::: RECORD SET

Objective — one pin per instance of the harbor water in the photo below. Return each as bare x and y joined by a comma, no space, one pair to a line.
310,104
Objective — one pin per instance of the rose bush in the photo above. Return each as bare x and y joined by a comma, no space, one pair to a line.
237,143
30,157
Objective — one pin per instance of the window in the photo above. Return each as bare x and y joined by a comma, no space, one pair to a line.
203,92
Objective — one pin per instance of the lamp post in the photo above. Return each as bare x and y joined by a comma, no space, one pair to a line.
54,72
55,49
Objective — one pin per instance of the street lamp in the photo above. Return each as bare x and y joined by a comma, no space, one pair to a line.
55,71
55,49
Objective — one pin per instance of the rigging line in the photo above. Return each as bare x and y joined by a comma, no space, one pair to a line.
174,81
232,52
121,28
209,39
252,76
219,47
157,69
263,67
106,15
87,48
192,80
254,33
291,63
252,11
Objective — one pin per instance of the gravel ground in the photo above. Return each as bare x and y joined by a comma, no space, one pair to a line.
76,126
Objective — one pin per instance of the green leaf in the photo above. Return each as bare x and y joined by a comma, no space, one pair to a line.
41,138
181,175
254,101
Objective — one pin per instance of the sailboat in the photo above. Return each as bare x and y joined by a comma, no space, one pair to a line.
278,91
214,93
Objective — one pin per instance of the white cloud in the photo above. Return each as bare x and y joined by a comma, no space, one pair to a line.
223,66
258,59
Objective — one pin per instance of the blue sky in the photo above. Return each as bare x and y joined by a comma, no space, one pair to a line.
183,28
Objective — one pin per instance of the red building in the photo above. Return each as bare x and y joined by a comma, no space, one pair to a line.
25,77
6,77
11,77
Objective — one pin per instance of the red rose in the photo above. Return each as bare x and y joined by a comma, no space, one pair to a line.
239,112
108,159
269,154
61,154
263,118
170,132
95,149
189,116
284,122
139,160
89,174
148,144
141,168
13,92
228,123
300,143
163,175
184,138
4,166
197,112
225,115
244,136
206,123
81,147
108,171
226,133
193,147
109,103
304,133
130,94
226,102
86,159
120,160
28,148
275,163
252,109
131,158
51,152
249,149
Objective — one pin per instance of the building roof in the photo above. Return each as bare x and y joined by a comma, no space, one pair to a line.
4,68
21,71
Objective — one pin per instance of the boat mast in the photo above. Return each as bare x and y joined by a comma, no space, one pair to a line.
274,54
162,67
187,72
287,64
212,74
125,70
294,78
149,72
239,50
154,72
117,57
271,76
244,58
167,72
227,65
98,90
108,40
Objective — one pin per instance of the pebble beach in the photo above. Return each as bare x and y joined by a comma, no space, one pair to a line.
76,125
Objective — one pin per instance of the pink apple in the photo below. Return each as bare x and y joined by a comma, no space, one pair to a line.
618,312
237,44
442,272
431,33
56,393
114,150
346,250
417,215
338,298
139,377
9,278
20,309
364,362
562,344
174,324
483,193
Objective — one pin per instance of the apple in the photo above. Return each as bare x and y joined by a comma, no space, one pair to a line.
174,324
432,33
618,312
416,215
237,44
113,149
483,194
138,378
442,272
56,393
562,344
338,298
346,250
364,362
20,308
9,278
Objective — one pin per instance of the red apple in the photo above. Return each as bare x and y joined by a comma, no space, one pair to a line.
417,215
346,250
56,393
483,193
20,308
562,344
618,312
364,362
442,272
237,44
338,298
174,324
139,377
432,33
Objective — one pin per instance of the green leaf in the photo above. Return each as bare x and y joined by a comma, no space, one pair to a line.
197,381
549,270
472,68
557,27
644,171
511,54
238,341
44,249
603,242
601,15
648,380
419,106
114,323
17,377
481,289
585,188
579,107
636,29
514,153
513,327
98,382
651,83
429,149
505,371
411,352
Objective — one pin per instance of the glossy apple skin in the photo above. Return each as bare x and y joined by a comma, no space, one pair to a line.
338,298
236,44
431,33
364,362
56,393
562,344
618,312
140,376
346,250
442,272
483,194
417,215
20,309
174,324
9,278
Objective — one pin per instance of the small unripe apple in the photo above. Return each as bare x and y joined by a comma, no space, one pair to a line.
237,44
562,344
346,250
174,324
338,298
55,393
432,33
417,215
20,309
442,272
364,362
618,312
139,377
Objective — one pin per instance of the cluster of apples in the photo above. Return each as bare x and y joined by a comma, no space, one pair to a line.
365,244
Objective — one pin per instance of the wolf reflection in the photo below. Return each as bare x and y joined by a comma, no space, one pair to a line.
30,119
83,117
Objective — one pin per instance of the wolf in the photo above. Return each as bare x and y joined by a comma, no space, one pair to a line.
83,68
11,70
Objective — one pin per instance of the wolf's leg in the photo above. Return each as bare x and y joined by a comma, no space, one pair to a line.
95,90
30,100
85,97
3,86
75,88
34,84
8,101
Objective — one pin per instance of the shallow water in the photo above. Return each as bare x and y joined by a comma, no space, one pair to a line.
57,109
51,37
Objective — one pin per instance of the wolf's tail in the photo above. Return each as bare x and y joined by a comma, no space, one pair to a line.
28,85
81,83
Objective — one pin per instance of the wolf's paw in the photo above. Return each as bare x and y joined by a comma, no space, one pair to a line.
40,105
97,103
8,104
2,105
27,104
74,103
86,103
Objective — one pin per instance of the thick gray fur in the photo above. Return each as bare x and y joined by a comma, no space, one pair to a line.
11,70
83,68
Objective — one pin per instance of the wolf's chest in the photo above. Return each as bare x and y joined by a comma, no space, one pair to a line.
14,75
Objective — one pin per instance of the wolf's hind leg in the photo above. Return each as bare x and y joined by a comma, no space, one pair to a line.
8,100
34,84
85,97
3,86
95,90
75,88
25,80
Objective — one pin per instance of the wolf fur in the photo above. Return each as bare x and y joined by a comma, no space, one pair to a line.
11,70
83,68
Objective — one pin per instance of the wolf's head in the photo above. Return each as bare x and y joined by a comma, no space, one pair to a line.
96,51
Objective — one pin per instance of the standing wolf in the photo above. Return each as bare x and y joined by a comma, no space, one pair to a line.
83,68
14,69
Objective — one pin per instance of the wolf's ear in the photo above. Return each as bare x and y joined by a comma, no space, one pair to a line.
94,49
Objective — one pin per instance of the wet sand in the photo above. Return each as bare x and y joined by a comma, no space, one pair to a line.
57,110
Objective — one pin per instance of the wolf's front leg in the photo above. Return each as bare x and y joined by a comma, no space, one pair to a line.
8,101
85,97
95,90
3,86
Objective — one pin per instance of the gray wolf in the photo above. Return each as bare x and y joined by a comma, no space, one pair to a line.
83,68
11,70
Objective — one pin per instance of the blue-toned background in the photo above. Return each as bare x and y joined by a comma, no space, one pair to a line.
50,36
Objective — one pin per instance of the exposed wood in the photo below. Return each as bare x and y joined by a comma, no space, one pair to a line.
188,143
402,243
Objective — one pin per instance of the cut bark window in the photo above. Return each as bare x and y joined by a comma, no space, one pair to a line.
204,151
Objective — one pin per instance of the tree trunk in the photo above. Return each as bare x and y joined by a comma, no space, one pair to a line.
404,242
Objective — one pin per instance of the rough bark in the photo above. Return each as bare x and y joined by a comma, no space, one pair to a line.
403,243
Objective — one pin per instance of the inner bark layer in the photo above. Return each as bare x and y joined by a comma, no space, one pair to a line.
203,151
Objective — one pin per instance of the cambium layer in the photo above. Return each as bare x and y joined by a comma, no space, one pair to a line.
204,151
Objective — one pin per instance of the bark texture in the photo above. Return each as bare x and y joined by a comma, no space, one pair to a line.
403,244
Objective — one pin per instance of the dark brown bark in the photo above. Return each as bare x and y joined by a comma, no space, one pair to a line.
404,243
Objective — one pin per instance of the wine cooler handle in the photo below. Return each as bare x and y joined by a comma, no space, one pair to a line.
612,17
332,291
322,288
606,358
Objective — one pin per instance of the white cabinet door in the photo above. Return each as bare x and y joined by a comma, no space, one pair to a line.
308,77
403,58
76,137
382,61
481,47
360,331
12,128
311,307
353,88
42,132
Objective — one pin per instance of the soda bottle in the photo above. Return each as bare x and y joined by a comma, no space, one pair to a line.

::::::

» **EXERCISE**
The line containing "Objective — one pin per instance of the wine" begins the span, and the last line of the records above ends it. Return that span exactly, and nothing outside it.

» **WRITTEN SOLUTION**
Objective — one pin per instance of the wine cooler handle in the photo below. Return each as bare x and y joined by a comma, no space, one pair to a line.
612,17
332,291
322,288
606,358
Objective — one pin per instance of the white cabinet door in the photo above. Return each as bare x and y joined by a comma, no space, one pair to a line.
308,77
403,58
76,137
382,61
481,47
360,331
12,128
311,307
353,88
42,132
Objective — one pin per instance of the soda bottle in the photo above. Return each as bare x and y joined by a comma, no space, one pair to a line.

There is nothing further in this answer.